Thursday, June 3, 2021

A Dubious Expediency: How Race Preferences Damage Higher Education


A DUBIOUS EXPEDIENCY

How Race Preferences Damage Higher Education

By Gail Heriot & Maimon Schwarzchild

Is higher education on the right road? In the new Encounter book, A Dubious Expediency: How Race Preferences Damage Higher Education, the authors of these eight essays are hardly the first to think not.

In the now-famous Bakke case (1976), the California Supreme Court had to decide whether what some view as the "good kind" of race discrimination - preferential treatment for minorities in college and university admissions - violates the Constitution. To Justice Stanley Mosk, up to then considered by many to be a civil rights hero, the answer was clear. Writing for the majority, he insisted: "To uphold [the University of California's argument for race-preferential admissions] would call for the sacrifice of principle for the sake of dubious expediency and would represent a retreat in the struggle to assure that each man and woman shall be judged on the basis of individual merit alone."

Alas, the university took its case up to the U.S. Supreme Court, where the Justices fractured into three camps. The result was to open the door to more than a half-century of "diversity" admissions.

In A Dubious Expediency, you'll learn that:

·    These days, ordinary Americans are reluctant to speak out against race-preferential college admissions. They shouldn't be. Race discrimination is wrong no matter who is being discriminated against, and polls dating back to the 1970s show that people know that.

**Information**:

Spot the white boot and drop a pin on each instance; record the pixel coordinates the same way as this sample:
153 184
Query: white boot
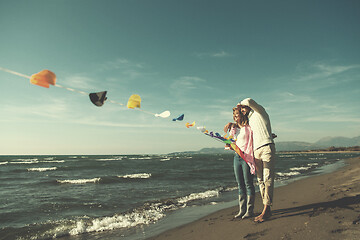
242 206
250 207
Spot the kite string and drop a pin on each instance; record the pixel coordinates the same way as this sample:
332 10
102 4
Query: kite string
14 73
71 89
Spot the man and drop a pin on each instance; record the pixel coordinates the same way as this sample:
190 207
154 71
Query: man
264 152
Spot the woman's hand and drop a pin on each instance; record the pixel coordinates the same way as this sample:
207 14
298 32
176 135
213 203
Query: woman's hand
228 127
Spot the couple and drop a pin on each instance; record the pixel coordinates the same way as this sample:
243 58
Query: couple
252 131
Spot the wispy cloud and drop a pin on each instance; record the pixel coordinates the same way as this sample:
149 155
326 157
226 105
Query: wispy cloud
54 109
318 71
126 67
79 81
289 97
220 54
187 83
332 119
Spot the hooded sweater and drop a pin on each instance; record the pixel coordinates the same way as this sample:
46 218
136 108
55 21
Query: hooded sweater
259 122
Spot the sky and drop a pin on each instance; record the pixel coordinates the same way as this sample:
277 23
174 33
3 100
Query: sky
300 60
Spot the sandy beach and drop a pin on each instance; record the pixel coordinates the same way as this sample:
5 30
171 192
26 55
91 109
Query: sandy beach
320 207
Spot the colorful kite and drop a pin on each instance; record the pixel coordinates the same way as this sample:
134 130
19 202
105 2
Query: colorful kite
98 98
179 118
164 114
134 101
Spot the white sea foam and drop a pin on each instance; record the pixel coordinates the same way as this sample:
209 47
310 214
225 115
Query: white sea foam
197 196
25 161
313 164
299 168
80 181
110 159
136 175
41 169
54 161
140 158
135 218
289 174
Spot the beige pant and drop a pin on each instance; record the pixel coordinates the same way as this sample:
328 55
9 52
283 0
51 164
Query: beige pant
265 171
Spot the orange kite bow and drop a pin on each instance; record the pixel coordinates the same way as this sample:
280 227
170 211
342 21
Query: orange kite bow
43 78
190 125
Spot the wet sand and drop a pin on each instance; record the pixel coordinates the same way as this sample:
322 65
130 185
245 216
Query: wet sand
319 207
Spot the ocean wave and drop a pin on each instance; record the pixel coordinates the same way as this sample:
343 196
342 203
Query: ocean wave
198 196
144 215
300 168
41 169
140 158
288 174
53 161
149 213
313 164
80 181
110 159
26 161
136 175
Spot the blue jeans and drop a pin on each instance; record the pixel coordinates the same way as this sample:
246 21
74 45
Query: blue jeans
243 176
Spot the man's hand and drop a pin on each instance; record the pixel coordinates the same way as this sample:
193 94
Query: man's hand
228 127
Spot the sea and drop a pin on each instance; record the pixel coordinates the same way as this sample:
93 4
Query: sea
127 196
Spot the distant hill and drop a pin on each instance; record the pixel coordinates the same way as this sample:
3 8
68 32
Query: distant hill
339 141
323 143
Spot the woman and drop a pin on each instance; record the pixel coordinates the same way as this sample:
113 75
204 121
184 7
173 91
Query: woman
244 169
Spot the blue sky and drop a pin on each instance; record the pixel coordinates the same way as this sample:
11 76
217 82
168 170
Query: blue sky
299 59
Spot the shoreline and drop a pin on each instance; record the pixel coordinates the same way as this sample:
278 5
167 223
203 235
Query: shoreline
325 206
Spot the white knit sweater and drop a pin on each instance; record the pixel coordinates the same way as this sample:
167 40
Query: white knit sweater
259 122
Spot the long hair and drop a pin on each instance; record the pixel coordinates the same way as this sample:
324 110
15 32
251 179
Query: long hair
239 118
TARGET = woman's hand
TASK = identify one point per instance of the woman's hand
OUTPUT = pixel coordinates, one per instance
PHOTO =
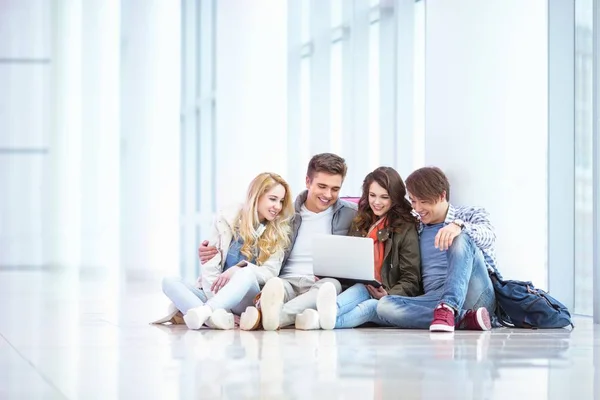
(223, 279)
(376, 293)
(206, 252)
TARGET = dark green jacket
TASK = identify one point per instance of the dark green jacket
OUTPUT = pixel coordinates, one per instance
(401, 269)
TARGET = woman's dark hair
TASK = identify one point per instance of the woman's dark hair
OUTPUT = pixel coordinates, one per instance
(399, 213)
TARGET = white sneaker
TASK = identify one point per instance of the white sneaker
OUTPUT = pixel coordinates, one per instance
(308, 320)
(196, 317)
(327, 305)
(221, 319)
(271, 302)
(250, 319)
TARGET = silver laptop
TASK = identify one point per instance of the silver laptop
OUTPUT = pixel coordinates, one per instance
(346, 258)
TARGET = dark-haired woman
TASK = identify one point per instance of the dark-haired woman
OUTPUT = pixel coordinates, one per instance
(384, 215)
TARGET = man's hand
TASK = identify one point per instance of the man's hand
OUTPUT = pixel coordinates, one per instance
(446, 235)
(223, 279)
(376, 293)
(206, 252)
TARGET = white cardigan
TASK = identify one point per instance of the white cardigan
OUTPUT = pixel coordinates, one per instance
(221, 237)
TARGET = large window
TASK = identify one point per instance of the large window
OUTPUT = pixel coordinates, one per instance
(342, 53)
(584, 239)
(197, 129)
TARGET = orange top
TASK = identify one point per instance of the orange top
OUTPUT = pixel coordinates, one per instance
(379, 247)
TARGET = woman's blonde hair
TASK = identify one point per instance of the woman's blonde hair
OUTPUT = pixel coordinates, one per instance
(276, 235)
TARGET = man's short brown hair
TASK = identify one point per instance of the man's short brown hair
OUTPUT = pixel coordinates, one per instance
(329, 163)
(428, 183)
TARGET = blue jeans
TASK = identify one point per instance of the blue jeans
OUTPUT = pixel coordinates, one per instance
(236, 295)
(356, 307)
(467, 286)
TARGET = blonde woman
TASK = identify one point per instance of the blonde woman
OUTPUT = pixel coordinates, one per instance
(251, 240)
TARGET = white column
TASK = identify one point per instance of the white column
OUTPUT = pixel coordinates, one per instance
(150, 131)
(25, 74)
(596, 173)
(101, 48)
(62, 214)
(561, 151)
(251, 94)
(487, 119)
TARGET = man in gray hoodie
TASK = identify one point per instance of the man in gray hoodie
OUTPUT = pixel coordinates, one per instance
(318, 211)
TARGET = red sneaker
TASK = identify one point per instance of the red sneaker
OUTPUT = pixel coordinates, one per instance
(476, 320)
(443, 319)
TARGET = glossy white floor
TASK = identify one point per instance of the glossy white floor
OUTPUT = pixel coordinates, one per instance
(87, 337)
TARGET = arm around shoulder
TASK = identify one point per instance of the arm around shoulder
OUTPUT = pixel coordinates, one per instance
(479, 228)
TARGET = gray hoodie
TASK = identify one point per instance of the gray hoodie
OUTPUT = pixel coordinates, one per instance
(343, 214)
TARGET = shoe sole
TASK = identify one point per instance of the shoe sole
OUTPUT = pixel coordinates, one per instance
(193, 321)
(223, 320)
(250, 319)
(327, 306)
(441, 328)
(271, 302)
(307, 321)
(483, 319)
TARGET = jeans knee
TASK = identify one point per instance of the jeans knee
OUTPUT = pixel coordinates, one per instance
(461, 244)
(246, 274)
(385, 307)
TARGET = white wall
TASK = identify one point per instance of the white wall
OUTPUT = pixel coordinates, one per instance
(25, 73)
(101, 63)
(251, 94)
(150, 110)
(486, 118)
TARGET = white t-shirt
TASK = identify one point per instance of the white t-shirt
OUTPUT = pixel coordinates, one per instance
(300, 262)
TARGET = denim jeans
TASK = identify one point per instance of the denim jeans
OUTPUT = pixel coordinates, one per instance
(357, 307)
(467, 286)
(236, 295)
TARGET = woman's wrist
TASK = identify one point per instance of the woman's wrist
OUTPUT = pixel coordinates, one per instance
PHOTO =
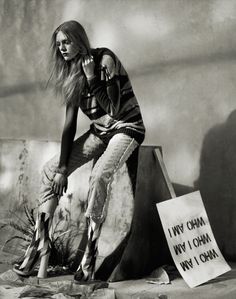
(62, 170)
(91, 77)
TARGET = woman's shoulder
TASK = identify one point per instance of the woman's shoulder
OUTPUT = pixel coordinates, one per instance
(105, 54)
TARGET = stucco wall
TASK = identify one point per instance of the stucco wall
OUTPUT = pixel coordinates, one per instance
(180, 56)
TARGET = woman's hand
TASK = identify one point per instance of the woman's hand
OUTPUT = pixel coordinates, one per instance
(88, 66)
(60, 183)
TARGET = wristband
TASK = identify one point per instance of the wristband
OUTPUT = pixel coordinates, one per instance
(61, 170)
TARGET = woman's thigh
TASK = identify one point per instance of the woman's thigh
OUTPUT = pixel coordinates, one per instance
(85, 148)
(118, 150)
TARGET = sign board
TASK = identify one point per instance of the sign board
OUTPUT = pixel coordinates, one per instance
(190, 239)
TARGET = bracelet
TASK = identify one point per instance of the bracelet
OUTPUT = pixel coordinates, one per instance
(61, 170)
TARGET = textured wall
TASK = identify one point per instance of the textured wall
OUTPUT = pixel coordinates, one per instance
(180, 55)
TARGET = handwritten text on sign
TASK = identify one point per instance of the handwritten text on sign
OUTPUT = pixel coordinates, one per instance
(190, 239)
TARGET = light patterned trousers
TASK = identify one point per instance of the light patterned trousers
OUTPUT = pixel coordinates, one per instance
(109, 158)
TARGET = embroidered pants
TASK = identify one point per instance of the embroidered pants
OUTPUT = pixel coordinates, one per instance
(110, 157)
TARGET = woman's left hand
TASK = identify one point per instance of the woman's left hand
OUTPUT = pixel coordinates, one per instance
(88, 66)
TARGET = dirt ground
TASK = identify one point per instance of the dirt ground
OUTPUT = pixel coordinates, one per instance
(61, 287)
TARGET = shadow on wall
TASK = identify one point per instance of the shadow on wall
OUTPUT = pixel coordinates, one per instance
(217, 183)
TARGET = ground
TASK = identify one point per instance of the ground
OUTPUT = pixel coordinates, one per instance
(222, 287)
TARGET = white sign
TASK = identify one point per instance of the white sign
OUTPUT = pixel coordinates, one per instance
(190, 239)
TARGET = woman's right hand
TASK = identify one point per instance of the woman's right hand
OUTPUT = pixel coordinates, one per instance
(60, 183)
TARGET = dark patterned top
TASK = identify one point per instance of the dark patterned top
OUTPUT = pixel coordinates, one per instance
(110, 101)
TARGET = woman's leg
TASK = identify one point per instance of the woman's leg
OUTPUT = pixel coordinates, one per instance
(84, 149)
(116, 154)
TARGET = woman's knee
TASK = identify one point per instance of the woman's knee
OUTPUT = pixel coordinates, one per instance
(100, 178)
(48, 170)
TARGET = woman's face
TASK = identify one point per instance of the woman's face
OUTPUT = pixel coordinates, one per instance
(67, 48)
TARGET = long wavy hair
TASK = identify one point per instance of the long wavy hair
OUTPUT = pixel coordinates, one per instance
(68, 76)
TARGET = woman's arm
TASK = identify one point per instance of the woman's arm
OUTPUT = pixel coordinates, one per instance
(107, 92)
(60, 181)
(68, 136)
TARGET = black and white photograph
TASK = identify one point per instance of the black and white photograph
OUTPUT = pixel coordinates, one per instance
(118, 149)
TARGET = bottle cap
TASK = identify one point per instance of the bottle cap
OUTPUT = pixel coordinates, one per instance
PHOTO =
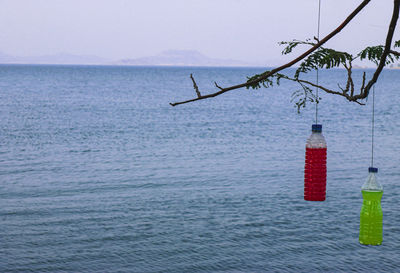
(317, 128)
(372, 170)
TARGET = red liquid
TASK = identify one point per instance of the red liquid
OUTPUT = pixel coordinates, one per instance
(315, 174)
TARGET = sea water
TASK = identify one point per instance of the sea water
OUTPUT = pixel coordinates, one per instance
(98, 173)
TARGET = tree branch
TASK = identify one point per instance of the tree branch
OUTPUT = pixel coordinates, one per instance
(196, 88)
(289, 64)
(395, 52)
(392, 26)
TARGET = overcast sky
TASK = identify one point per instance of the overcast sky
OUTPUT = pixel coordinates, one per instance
(245, 30)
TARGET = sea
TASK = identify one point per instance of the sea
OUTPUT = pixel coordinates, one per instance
(99, 173)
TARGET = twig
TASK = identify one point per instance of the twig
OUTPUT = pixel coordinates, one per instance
(219, 87)
(196, 88)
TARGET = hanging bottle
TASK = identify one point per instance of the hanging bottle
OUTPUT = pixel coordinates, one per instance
(371, 211)
(315, 166)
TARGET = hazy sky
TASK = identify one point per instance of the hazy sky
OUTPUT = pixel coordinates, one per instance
(245, 30)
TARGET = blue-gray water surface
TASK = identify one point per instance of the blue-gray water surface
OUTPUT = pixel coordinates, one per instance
(98, 173)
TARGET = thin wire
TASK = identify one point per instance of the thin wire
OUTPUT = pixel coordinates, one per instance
(317, 100)
(373, 125)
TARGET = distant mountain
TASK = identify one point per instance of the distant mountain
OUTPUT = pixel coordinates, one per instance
(61, 58)
(181, 58)
(166, 58)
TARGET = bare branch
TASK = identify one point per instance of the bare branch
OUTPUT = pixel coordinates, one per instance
(219, 87)
(196, 88)
(289, 64)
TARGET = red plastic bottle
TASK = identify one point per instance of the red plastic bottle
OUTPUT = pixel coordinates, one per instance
(315, 166)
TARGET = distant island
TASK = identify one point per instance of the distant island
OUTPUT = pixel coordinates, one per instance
(181, 58)
(165, 58)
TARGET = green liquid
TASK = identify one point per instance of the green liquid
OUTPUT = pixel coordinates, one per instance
(371, 218)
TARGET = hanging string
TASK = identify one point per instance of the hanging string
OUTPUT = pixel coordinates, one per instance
(317, 98)
(373, 125)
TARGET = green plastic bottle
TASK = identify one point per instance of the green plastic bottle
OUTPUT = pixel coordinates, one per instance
(371, 211)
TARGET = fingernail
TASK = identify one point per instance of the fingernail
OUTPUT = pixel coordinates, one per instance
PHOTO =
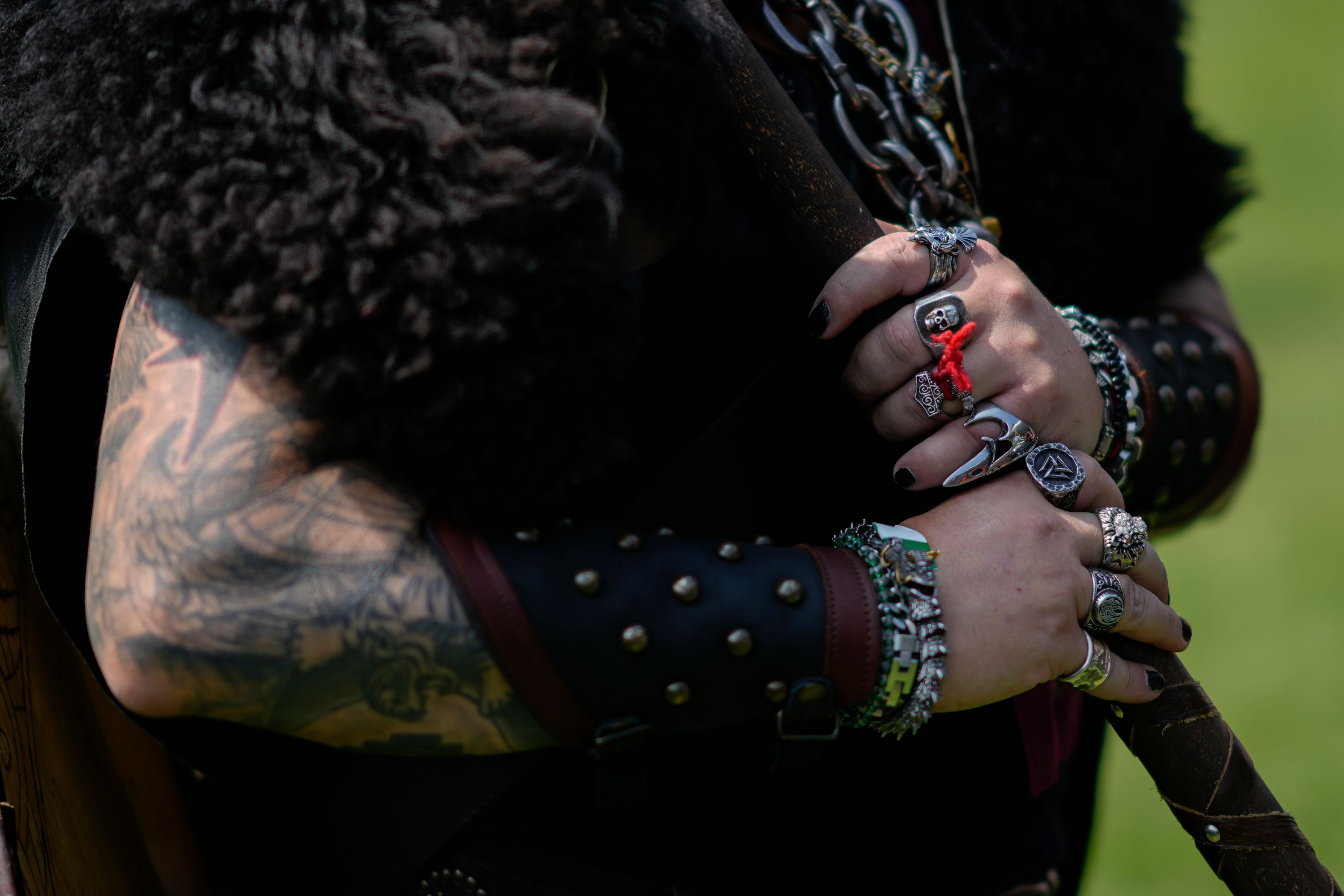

**What this exercise asks**:
1. Answer these questions about the passage on A Dubious Expediency:
(a) How many essays does the book contain?
(b) Who wrote for the majority of the California Supreme Court in the Bakke case?
(c) Into how many camps did the Justices of the U.S. Supreme Court fracture?
2. Write out, word for word, the part of the passage on A Dubious Expediency that opens with the words containing "By Gail Heriot & Maimon Schwarzchild" and closes with "to think not.".

**Solved tasks**:
1.
(a) Eight.
(b) Justice Stanley Mosk.
(c) Three.

2.
By Gail Heriot & Maimon Schwarzchild

Is higher education on the right road? In the new Encounter book, A Dubious Expediency: How Race Preferences Damage Higher Education, the authors of these eight essays are hardly the first to think not.